### [Problem to work on]
Count the lines below that contain the string "rough", with uppercase and lowercase letters treated as different, and reply with only the number.
BEGIN Record excerpts
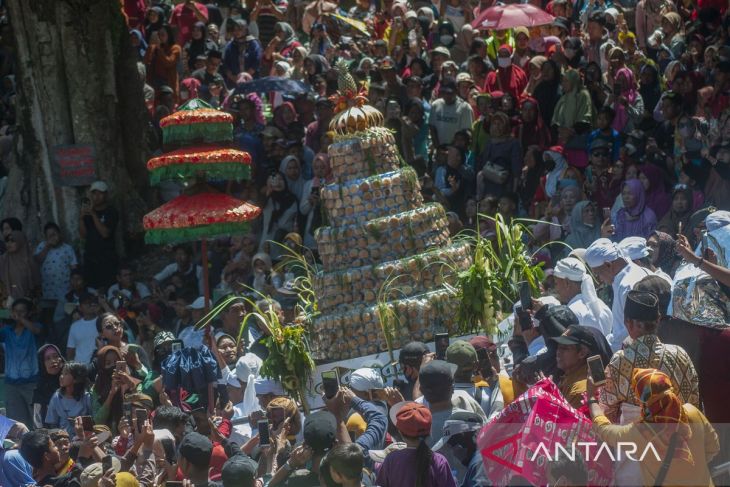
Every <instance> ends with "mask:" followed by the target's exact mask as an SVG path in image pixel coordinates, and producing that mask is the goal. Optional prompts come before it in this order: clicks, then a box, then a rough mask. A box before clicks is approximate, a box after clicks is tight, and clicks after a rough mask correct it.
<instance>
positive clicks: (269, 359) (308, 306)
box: [196, 242, 319, 411]
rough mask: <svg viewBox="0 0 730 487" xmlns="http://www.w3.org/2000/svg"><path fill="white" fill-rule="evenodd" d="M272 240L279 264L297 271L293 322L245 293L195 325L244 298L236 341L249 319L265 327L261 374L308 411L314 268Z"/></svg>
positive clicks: (289, 250) (240, 342)
mask: <svg viewBox="0 0 730 487" xmlns="http://www.w3.org/2000/svg"><path fill="white" fill-rule="evenodd" d="M274 243H275V244H276V245H279V246H280V247H281V248H282V249H284V251H283V254H284V262H285V263H284V264H282V265H286V266H287V267H288V269H289V270H291V271H292V272H294V273H295V274H296V273H297V272H299V273H300V275H299V277H297V278H296V279H295V289H296V291H297V292H298V293H299V297H300V303H298V304H297V314H298V318H297V321H296V322H295V323H293V324H289V325H287V324H284V323H282V322H281V321H280V319H279V315H278V313H277V312H276V310H275V309H274V307H273V306H265V308H266V309H262V308H261V307H260V306H259V305H258V304H257V302H255V301H253V300H252V299H250V298H248V297H246V296H229V297H228V298H226V299H224V300H223V301H222V302H221V303H220V304H218V305H217V306H216V307H215V308H214V309H213V310H211V311H210V312H209V313H208V314H207V315H205V316H204V317H203V319H201V320H200V322H198V323H197V324H196V327H197V328H202V327H205V326H207V325H208V324H210V323H211V322H212V321H213V320H214V319H215V318H216V316H218V315H219V314H220V313H222V312H223V311H224V310H225V309H226V307H227V306H228V305H229V304H230V303H231V302H232V301H236V300H244V301H245V302H246V303H247V304H248V305H249V307H250V309H252V310H253V311H252V312H251V313H248V314H247V315H246V316H245V317H244V319H243V322H242V323H241V325H242V326H241V328H240V331H239V334H238V336H237V337H236V343H237V344H240V343H241V341H242V340H243V339H244V338H243V337H244V336H247V334H248V327H249V326H250V323H251V320H254V321H255V322H256V324H257V325H258V326H259V327H260V328H262V329H266V330H268V334H267V338H266V339H265V341H264V343H265V345H266V348H268V350H269V355H268V357H267V358H266V360H264V362H263V364H262V365H261V375H262V376H264V377H269V378H271V379H275V380H277V381H279V382H280V383H281V385H282V386H283V387H284V389H285V390H286V391H287V392H288V393H289V394H291V395H292V397H294V398H297V399H298V401H299V403H300V404H301V405H302V407H303V408H304V409H305V411H308V409H309V406H308V404H307V402H306V393H305V390H306V388H307V386H308V385H310V384H311V380H312V372H313V371H314V368H315V364H314V360H313V359H312V356H311V353H310V346H309V341H308V339H307V335H308V333H309V330H308V326H307V324H308V323H309V322H310V320H311V319H312V318H313V317H314V316H315V315H316V314H318V313H319V312H318V307H317V301H316V296H315V294H314V289H313V287H312V282H313V277H314V273H315V272H316V270H315V269H314V267H313V266H312V265H311V264H309V261H308V260H307V258H306V257H305V256H304V255H302V254H299V253H297V252H295V251H293V250H291V249H289V248H288V247H285V246H283V245H281V244H278V243H276V242H274ZM248 290H249V291H251V292H253V293H255V294H257V295H258V296H259V297H260V299H262V300H265V301H269V302H270V301H271V299H270V298H269V297H267V296H264V295H263V294H261V293H259V292H257V291H256V290H254V289H252V288H248Z"/></svg>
END Record excerpts
### [Answer to the problem]
2